▸ **Provided material**
- - -

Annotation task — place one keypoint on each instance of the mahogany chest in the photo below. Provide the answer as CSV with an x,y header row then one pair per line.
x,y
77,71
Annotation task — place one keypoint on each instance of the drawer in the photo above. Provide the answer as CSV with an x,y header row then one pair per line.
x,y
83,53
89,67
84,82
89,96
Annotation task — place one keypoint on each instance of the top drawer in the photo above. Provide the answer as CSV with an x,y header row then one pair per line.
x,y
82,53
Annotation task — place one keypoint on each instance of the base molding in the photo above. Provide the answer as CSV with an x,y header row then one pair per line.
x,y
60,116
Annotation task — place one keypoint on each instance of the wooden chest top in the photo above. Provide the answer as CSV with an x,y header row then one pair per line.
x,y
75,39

- - -

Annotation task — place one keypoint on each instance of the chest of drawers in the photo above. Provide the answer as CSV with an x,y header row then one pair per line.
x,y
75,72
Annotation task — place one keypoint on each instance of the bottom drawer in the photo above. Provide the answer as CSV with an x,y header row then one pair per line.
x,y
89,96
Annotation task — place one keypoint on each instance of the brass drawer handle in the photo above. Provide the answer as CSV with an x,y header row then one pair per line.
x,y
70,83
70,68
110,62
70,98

- - -

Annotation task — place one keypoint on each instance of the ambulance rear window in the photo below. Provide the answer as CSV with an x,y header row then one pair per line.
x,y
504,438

- - -

▸ **What is being asked**
Count how many lines of the material above contain the string "below". Reply with the number alone.

▸ **Completed task**
2